Work request: Pictures stay out; everything else from the first line of the entries down through the line with "Exercise. Point out the rock arch" gets copied exactly.

Dataset excerpts:
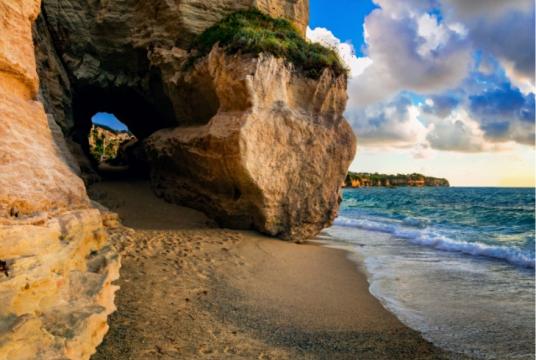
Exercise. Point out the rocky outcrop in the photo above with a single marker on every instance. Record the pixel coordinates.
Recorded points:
(250, 140)
(272, 157)
(56, 270)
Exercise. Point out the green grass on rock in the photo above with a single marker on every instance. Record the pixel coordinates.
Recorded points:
(253, 32)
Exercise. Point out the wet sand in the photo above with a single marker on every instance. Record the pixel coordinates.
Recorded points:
(190, 290)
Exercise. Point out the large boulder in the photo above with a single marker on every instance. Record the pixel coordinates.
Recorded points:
(272, 157)
(250, 140)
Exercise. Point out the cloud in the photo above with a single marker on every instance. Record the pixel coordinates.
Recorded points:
(413, 52)
(456, 132)
(504, 29)
(442, 75)
(505, 114)
(470, 9)
(394, 123)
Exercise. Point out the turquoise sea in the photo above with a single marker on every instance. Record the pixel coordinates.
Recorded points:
(456, 264)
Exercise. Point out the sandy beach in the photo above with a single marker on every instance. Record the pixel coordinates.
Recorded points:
(191, 290)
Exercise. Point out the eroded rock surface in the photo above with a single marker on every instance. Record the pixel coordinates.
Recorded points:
(254, 143)
(56, 270)
(274, 155)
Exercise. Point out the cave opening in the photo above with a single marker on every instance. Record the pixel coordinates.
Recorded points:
(110, 124)
(109, 139)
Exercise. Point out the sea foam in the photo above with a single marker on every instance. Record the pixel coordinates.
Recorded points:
(428, 237)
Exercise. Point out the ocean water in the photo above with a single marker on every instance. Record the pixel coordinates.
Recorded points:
(456, 264)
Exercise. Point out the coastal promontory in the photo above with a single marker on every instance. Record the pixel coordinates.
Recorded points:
(249, 130)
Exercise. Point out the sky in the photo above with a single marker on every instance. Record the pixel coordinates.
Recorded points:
(441, 87)
(110, 120)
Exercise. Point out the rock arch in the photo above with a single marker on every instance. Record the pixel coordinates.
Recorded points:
(247, 140)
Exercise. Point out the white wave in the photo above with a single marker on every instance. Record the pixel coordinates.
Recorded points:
(427, 237)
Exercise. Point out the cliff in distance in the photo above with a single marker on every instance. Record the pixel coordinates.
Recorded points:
(355, 180)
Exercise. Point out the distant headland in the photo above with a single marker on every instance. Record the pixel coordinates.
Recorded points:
(355, 180)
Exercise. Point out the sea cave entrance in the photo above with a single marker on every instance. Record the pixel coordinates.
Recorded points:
(110, 124)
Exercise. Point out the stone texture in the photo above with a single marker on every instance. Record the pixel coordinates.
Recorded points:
(56, 281)
(255, 144)
(103, 47)
(274, 155)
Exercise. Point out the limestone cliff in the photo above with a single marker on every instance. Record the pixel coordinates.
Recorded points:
(56, 267)
(254, 143)
(273, 156)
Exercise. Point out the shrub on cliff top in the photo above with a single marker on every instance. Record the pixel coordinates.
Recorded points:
(253, 32)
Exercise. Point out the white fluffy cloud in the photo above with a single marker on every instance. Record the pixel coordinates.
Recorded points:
(413, 52)
(411, 48)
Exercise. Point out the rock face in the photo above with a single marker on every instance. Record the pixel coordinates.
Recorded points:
(249, 141)
(273, 156)
(56, 269)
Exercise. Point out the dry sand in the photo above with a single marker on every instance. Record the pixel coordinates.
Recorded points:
(190, 290)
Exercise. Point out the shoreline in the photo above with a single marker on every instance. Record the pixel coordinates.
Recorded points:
(191, 290)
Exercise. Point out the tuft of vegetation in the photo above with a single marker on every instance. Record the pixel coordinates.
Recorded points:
(253, 32)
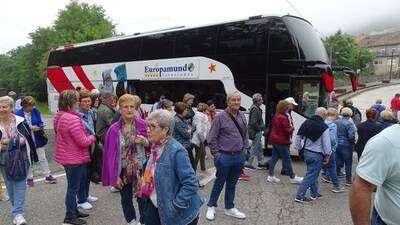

Problem solution:
Exercise. Point out the rocky outcrop in the photo above with a single marker on every instance. Record the pixel coordinates.
Recorded points:
(250, 140)
(272, 157)
(56, 270)
Exercise. Point out the green grass on rock in the photo above with a single marker on every instance. Record the pixel coordinates.
Recorded points:
(253, 32)
Exercise. Point out the wet sand in the photo above with a single marker on every instance. Record the pixel coordinates.
Recorded points:
(190, 290)
Exercise. Point out the large boulder in the photo above with a single marker on every instance. Record the pixel coordinates.
Recorded points:
(272, 157)
(250, 140)
Exercise. Point out the cloud in the photo above with a single marker on every instance. Record the pixel coordinates.
Recorded points:
(413, 52)
(456, 132)
(504, 29)
(442, 75)
(505, 114)
(470, 9)
(394, 123)
Exercise. Point out the turquoise sea in the photo above with a single marker on every instance. Record the pixel coordinates.
Recorded points:
(456, 264)
Exercise. Point out the sandy beach in the photo above with a single marker on every instance. Record the pixel coordinates.
Recorded points:
(191, 290)
Exercise. Point out the eroded rock surface in the photo above with a single marker on every instance. Record the pixel coordinates.
Recorded points:
(254, 143)
(56, 270)
(274, 155)
Exercise. Point out the cave opening in the photo above with a single marker on every instance. Record the pixel coordinates.
Recorded points:
(110, 124)
(109, 139)
Exercise. Point out the sea foam in the photo above with a single marker on every instance. Record the pixel coordinates.
Recorded points:
(428, 237)
Exercise. Point out the ocean water in the photo above with a single marker on every instance. Record the pixel coordinates.
Recorded points:
(456, 264)
Exercise. Point out the coastal promontory in the photo above with a single marker on every instance. Record the pixel coordinates.
Recorded points:
(249, 130)
Exercise. Point out the sky in the photo above with a single marker on every instance. Record the pixel coordinates.
Recorded points:
(441, 87)
(110, 120)
Exercise. Point out the rock arch in the photo above with a single marker on every instance. Record the pixel coordinates.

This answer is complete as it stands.